> 任务要求: 收集下列记录中所有含有字符串“rider”的行，并将这些行逐一照抄下来。

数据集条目

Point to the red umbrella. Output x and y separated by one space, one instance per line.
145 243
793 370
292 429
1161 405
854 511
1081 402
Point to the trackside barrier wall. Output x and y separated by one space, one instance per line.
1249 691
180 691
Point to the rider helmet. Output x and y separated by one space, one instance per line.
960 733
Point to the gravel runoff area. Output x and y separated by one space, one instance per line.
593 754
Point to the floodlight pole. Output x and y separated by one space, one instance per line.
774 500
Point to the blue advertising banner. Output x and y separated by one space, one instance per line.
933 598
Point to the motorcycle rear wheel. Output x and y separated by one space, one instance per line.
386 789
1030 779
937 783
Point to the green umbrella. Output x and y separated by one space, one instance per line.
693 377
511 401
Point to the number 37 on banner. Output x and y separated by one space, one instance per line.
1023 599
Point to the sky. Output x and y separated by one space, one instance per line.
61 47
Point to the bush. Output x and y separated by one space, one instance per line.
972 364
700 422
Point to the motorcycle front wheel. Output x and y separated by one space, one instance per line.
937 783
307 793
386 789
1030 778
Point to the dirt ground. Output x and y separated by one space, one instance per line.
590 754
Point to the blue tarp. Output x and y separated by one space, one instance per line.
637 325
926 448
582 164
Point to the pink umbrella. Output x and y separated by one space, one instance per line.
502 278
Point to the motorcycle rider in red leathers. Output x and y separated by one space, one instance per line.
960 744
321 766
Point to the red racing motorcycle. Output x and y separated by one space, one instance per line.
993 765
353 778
==
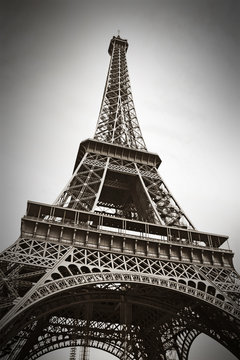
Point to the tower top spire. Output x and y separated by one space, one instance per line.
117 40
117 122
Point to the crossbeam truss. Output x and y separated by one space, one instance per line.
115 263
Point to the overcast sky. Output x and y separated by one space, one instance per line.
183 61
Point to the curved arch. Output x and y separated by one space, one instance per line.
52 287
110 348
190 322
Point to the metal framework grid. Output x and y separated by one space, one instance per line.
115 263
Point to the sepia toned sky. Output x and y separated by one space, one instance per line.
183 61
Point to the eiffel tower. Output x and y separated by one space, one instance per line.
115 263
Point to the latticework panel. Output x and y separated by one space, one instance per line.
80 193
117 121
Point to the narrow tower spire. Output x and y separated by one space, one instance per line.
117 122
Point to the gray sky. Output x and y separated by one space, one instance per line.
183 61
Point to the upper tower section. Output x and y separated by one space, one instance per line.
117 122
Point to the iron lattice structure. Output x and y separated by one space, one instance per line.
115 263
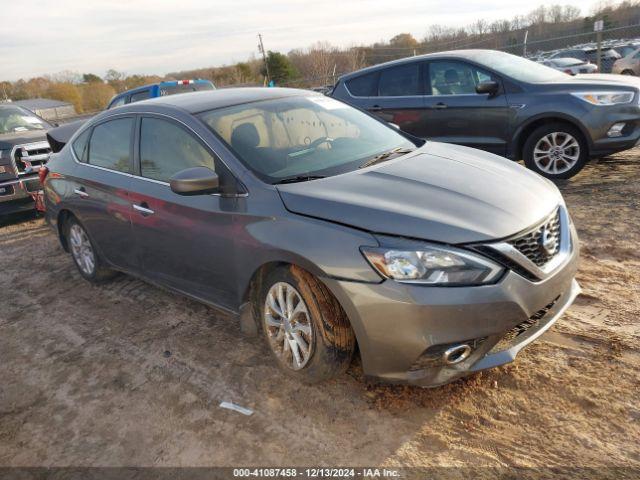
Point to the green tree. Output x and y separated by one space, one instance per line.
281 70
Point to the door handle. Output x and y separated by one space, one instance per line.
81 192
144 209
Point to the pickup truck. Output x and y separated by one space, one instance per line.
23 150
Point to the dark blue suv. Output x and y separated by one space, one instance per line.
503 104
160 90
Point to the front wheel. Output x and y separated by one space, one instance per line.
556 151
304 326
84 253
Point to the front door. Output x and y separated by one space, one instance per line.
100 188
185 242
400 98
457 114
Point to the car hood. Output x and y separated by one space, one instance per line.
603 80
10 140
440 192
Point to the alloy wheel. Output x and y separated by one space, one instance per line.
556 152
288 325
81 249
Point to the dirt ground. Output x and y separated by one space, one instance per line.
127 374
---
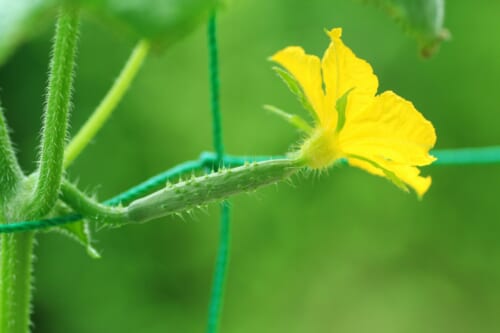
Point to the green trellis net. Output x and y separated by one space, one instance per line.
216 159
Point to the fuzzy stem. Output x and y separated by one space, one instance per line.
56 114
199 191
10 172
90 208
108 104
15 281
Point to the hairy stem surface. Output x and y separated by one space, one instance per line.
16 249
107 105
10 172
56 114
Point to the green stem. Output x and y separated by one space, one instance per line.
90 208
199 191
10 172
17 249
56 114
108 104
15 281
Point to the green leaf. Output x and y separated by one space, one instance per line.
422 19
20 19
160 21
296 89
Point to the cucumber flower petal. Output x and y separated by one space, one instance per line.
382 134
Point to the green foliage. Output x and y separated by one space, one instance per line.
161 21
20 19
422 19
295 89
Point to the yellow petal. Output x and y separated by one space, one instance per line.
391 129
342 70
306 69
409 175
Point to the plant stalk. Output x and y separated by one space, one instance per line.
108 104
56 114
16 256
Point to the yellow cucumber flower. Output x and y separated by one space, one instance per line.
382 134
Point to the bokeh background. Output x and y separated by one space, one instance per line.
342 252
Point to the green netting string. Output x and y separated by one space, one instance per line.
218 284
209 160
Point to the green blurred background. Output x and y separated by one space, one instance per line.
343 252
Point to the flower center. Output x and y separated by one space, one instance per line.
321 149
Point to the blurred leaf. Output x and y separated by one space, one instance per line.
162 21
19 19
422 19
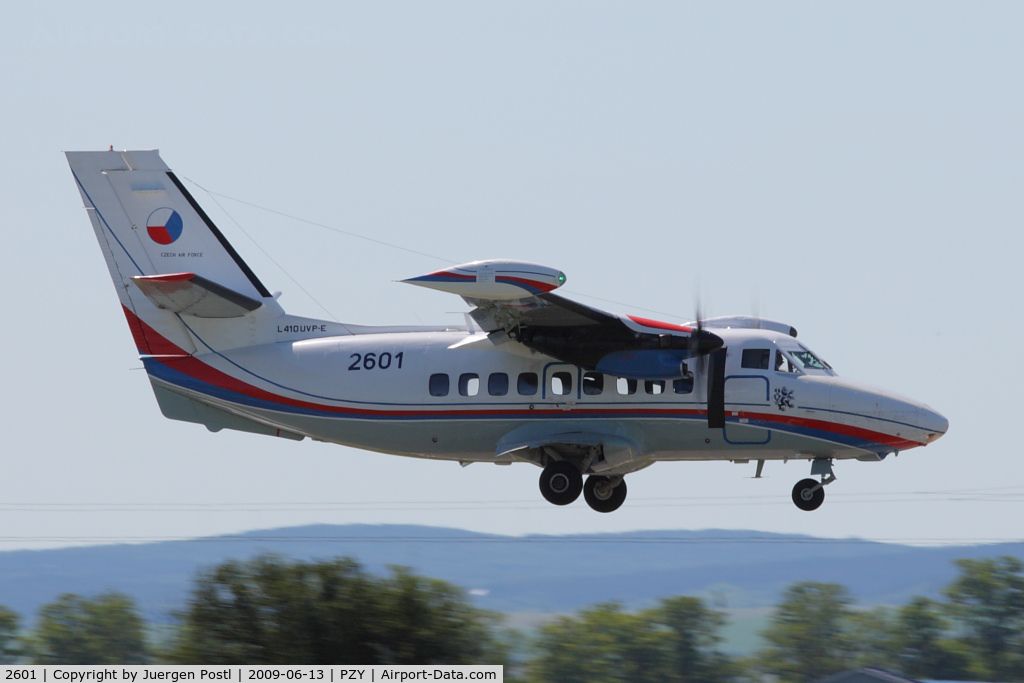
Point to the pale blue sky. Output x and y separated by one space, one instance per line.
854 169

> 参考解答:
Point to the rider helmet. Output x and y separated by one space, one instance per line.
Point to the motorcycle rider in red leathers. Output x and y separated by one space, one instance per line.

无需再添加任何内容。